• What you have to do: Recast every entry below as a Markdown table with two columns, Row and Line. Put a running number and one line in each row, skip blank lines, and leave out the pictures.

• Supplied records:
::::::

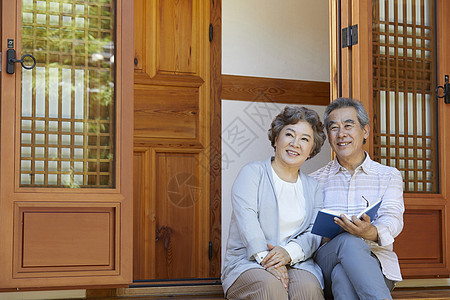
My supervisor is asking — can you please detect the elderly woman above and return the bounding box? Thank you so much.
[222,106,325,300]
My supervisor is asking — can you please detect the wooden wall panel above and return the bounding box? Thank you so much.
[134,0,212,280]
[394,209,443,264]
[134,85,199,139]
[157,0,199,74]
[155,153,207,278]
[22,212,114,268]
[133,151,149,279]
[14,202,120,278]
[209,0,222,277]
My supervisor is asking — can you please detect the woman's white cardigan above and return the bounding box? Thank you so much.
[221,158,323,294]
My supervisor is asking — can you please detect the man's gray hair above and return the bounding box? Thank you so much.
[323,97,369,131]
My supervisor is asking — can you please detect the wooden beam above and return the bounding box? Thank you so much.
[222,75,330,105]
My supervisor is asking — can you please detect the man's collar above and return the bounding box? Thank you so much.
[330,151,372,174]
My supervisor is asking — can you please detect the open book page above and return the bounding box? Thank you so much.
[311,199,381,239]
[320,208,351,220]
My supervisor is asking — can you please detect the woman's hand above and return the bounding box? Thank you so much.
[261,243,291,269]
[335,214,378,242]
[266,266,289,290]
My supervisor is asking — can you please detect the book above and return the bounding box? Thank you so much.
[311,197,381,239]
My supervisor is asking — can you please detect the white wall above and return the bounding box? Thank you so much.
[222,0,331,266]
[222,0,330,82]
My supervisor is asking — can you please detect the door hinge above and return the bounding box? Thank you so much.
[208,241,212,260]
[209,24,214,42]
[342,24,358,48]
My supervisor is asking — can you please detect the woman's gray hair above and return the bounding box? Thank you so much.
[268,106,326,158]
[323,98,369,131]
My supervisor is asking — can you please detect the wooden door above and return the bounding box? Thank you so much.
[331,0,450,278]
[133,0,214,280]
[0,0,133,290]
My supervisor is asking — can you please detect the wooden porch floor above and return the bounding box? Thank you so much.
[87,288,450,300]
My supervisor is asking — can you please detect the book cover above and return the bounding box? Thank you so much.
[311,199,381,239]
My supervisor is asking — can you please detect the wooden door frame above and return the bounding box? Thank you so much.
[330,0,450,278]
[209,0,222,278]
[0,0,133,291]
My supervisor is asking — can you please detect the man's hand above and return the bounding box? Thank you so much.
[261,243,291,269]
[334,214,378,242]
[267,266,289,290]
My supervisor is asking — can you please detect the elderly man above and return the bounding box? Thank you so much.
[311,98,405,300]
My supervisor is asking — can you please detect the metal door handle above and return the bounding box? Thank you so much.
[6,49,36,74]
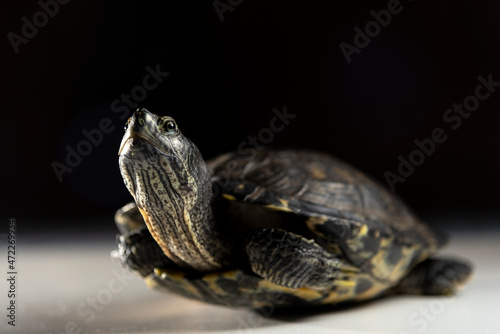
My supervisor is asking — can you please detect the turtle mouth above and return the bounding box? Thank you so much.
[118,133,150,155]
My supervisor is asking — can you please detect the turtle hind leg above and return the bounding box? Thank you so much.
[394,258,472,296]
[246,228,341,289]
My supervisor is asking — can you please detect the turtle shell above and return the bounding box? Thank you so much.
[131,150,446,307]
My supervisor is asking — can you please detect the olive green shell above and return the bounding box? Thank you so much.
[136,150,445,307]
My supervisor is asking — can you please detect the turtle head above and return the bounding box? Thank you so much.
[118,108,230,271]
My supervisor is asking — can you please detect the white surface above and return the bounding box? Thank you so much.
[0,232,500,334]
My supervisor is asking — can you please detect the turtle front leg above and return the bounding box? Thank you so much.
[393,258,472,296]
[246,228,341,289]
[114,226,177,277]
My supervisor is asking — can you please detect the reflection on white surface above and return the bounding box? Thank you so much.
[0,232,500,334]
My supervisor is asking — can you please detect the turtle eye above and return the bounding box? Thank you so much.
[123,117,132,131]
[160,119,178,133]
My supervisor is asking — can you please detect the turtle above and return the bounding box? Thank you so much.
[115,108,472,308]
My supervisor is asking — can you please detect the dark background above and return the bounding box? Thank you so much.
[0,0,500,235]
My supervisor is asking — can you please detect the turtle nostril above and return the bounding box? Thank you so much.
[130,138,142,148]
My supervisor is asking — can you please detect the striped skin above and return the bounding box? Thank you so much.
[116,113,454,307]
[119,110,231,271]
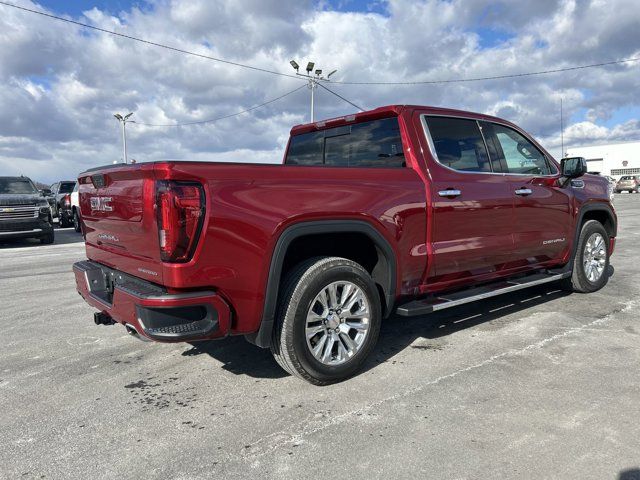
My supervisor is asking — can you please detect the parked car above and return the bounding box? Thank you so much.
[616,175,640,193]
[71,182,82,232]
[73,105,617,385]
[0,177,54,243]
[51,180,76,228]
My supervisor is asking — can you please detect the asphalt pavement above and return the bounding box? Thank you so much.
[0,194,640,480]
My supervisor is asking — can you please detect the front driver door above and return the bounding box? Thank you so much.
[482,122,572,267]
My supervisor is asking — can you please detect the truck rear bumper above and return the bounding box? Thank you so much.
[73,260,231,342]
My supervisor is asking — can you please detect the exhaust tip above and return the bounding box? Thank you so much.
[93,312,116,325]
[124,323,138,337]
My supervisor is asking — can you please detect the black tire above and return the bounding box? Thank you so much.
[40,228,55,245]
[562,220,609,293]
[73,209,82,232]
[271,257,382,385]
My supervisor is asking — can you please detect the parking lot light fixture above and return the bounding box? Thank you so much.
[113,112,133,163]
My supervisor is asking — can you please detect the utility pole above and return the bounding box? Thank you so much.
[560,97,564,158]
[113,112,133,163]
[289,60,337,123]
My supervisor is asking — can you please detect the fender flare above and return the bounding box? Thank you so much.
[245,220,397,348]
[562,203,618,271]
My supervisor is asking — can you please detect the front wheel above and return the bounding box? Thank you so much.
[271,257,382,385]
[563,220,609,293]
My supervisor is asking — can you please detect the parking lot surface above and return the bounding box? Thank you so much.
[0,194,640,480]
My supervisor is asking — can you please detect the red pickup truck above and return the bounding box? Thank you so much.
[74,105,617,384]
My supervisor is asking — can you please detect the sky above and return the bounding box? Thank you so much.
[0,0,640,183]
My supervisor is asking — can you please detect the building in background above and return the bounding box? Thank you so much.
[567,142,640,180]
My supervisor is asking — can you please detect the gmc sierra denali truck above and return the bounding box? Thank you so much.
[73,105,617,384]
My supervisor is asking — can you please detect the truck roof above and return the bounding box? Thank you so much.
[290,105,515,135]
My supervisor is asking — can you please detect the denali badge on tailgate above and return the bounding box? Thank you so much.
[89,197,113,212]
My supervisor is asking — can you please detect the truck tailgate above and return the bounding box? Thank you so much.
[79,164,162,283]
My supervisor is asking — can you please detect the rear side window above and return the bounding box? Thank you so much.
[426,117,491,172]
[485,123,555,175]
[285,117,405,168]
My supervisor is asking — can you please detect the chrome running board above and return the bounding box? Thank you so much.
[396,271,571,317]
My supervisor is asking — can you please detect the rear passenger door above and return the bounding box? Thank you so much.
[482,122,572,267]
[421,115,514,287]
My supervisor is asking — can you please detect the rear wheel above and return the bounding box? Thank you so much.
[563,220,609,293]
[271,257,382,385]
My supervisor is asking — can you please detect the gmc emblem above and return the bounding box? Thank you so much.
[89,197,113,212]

::::::

• Solution to the exercise:
| Row | Line |
|---|---|
| 1 | My supervisor is asking — can you please detect the elderly woman above and return the bounding box? Thank you so much. |
| 2 | [222,106,325,300] |
| 3 | My supervisor is asking — can you please detect the wooden wall panel above and return the bounding box? Thank you so much. |
| 4 | [134,0,212,280] |
| 5 | [394,209,443,264] |
| 6 | [134,85,199,139] |
| 7 | [157,0,199,74] |
| 8 | [155,153,207,278] |
| 9 | [22,212,114,268] |
| 10 | [133,151,149,279] |
| 11 | [14,202,120,278] |
| 12 | [209,0,222,277] |
| 13 | My supervisor is asking — can you please detect the woman's white cardigan above and return the bounding box? Thank you so much. |
| 14 | [221,158,323,294] |
| 15 | My supervisor is asking — can you please detect the man's gray hair above and return the bounding box? Thank you so much. |
| 16 | [323,97,369,131] |
| 17 | My supervisor is asking — can you please detect the wooden beam above and return the bounding box? Thank you so much. |
| 18 | [222,75,330,105] |
| 19 | My supervisor is asking — can you please detect the man's collar above and return the bounding box? Thank you so much. |
| 20 | [330,151,372,174] |
| 21 | My supervisor is asking — can you please detect the open book page above and return the bounding box? Thank you so much. |
| 22 | [311,199,381,239] |
| 23 | [320,208,351,220] |
| 24 | My supervisor is asking — can you please detect the woman's hand above and return the bounding box? Thank you so much. |
| 25 | [261,243,291,269] |
| 26 | [335,214,378,242] |
| 27 | [266,266,289,290] |
| 28 | My supervisor is asking — can you please detect the book above and return the bounding box? Thank you so much. |
| 29 | [311,197,381,239] |
| 30 | My supervisor is asking — can you please detect the white wall above and return the bounding box? Thank you so much. |
| 31 | [222,0,331,266] |
| 32 | [222,0,330,82] |
| 33 | My supervisor is asking — can you please detect the door hinge above and return the bounding box? Thank you so much. |
| 34 | [208,241,212,260] |
| 35 | [209,24,214,42] |
| 36 | [342,24,358,48] |
| 37 | My supervisor is asking — can you please detect the woman's gray hair above and return the bounding box? Thank you so much. |
| 38 | [268,106,326,158] |
| 39 | [323,98,369,131] |
| 40 | My supervisor is asking — can you please detect the wooden door above and return the bounding box? Thank you so much. |
| 41 | [331,0,450,278] |
| 42 | [133,0,214,280] |
| 43 | [0,0,133,290] |
| 44 | My supervisor is asking — can you please detect the wooden porch floor above and return the bounding box? Thank you so much. |
| 45 | [87,288,450,300] |
| 46 | My supervisor is asking — can you please detect the book cover above and return the bounding box? Thank you so much. |
| 47 | [311,199,381,239] |
| 48 | My supervisor is asking — can you please detect the wooden door frame above and return the bounding box? Thank you so much. |
| 49 | [330,0,450,278] |
| 50 | [209,0,222,278] |
| 51 | [0,0,133,291] |
| 52 | My supervisor is asking — can you please detect the man's hand above and return the bounding box? Thank you so much. |
| 53 | [261,243,291,269] |
| 54 | [334,214,378,242] |
| 55 | [267,266,289,290] |
| 56 | My supervisor is asking — can you please detect the elderly man above and return the bounding box? Thank you so much. |
| 57 | [311,98,405,300] |
| 58 | My supervisor is asking — can you please detect the metal door handle above and return the bounding box? Thank you so much. |
| 59 | [6,49,36,74] |
| 60 | My supervisor is asking — can you please detect the turtle mouth above and return the bounding box? Thank you so much. |
| 61 | [118,133,150,155] |
| 62 | My supervisor is asking — can you please detect the turtle hind leg above and return the bounding box? Thank you so much. |
| 63 | [394,258,472,296] |
| 64 | [246,228,341,289] |
| 65 | My supervisor is asking — can you please detect the turtle shell above and return the bounding box? Thank you so much. |
| 66 | [131,150,446,307] |
| 67 | My supervisor is asking — can you please detect the olive green shell above and return the bounding box? Thank you so much. |
| 68 | [136,150,445,307] |
| 69 | My supervisor is asking — can you please detect the turtle head above and return the bounding box? Thank you so much. |
| 70 | [118,108,230,271] |
| 71 | My supervisor is asking — can you please detect the white surface above and return the bounding box? Thank you so much. |
| 72 | [0,232,500,334] |
| 73 | My supervisor is asking — can you please detect the turtle front leg above and return the bounding box? Thank you so much. |
| 74 | [393,258,472,296] |
| 75 | [246,228,341,289] |
| 76 | [114,226,177,277] |
| 77 | My supervisor is asking — can you please detect the reflection on white surface above and return the bounding box? Thank you so much. |
| 78 | [0,232,500,334] |
| 79 | My supervisor is asking — can you please detect the turtle eye above and return the bounding box? Thank you so much. |
| 80 | [123,117,132,131] |
| 81 | [160,119,178,133] |
| 82 | My supervisor is asking — can you please detect the turtle above and return the bounding box? Thank you so much. |
| 83 | [115,108,472,308] |
| 84 | My supervisor is asking — can you please detect the dark background above and return the bounding box? Thank you so much. |
| 85 | [0,0,500,235] |
| 86 | My supervisor is asking — can you please detect the turtle nostril above and return the bounding box? Thank you so much. |
| 87 | [130,138,142,148] |
| 88 | My supervisor is asking — can you please detect the striped skin above and return the bounding box? Thank you so much. |
| 89 | [116,113,454,307] |
| 90 | [119,110,231,271] |
| 91 | My supervisor is asking — can you please detect the parked car above and return the bounding box? Thank you so much. |
| 92 | [616,175,640,193] |
| 93 | [71,182,82,232] |
| 94 | [73,105,617,385] |
| 95 | [0,177,54,243] |
| 96 | [51,180,76,228] |
| 97 | My supervisor is asking — can you please detect the asphalt pavement above and return the bounding box? Thank you so much. |
| 98 | [0,194,640,480] |
| 99 | My supervisor is asking — can you please detect the front driver door above and return the bounding box? Thank you so much. |
| 100 | [482,122,572,267] |
| 101 | My supervisor is asking — can you please detect the truck rear bumper above and return the bounding box? Thank you so much. |
| 102 | [73,260,231,342] |
| 103 | My supervisor is asking — can you please detect the exhaust tip above and return the bounding box? Thank you so much. |
| 104 | [93,312,116,325] |
| 105 | [124,323,138,337] |
| 106 | My supervisor is asking — can you please detect the black tire above and return the bounding box? Thank you so much. |
| 107 | [40,228,55,245] |
| 108 | [562,220,609,293] |
| 109 | [73,209,82,232] |
| 110 | [271,257,382,385] |
| 111 | My supervisor is asking — can you please detect the parking lot light fixture above and return the bounding box? Thank you so much. |
| 112 | [113,112,133,163] |
| 113 | My supervisor is asking — can you please detect the utility pole above and return the bounding box? Thank you so much. |
| 114 | [560,97,564,158] |
| 115 | [113,112,133,163] |
| 116 | [289,60,337,123] |
| 117 | My supervisor is asking — can you please detect the fender flare above and return the bounding box? Thank you so much. |
| 118 | [245,220,397,348] |
| 119 | [562,203,618,271] |
| 120 | My supervisor is asking — can you please detect the front wheel above and return the bounding box? Thank you so much. |
| 121 | [271,257,382,385] |
| 122 | [563,220,609,293] |
| 123 | My supervisor is asking — can you please detect the parking lot surface above and return the bounding box? Thank you so much. |
| 124 | [0,194,640,480] |
| 125 | My supervisor is asking — can you please detect the red pickup truck above and return the bounding box? Thank you so much. |
| 126 | [74,105,617,384] |
| 127 | My supervisor is asking — can you please detect the sky above and return the bounding box? Thank you so much. |
| 128 | [0,0,640,183] |
| 129 | My supervisor is asking — can you please detect the building in background above and return the bounding box? Thank you so much. |
| 130 | [567,142,640,180] |
| 131 | My supervisor is asking — can you please detect the gmc sierra denali truck above and return the bounding box? Thank you so much. |
| 132 | [73,105,617,384] |
| 133 | My supervisor is asking — can you please detect the truck roof above and return the bounding box? Thank you so much. |
| 134 | [290,105,515,135] |
| 135 | My supervisor is asking — can you please detect the denali badge on tailgate above and return the bounding box? Thank you so much. |
| 136 | [89,197,113,212] |
| 137 | My supervisor is asking — can you please detect the truck tailgate above and return the bounding box? Thank you so much. |
| 138 | [79,164,162,283] |
| 139 | My supervisor is asking — can you please detect the rear side window above and return the bounding box? Thank you so much. |
| 140 | [426,117,491,172] |
| 141 | [485,123,555,175] |
| 142 | [285,117,405,168] |
| 143 | My supervisor is asking — can you please detect the chrome running board above and return the bounding box? Thank you so much. |
| 144 | [396,271,571,317] |
| 145 | My supervisor is asking — can you please detect the rear passenger door above and return the bounding box? Thank you so much. |
| 146 | [482,122,572,267] |
| 147 | [421,115,514,287] |
| 148 | My supervisor is asking — can you please detect the rear wheel above and return the bounding box? Thank you so much. |
| 149 | [563,220,609,293] |
| 150 | [271,257,382,385] |
| 151 | My supervisor is asking — can you please detect the gmc emblem above and return the bounding box? Thank you so much. |
| 152 | [89,197,113,212] |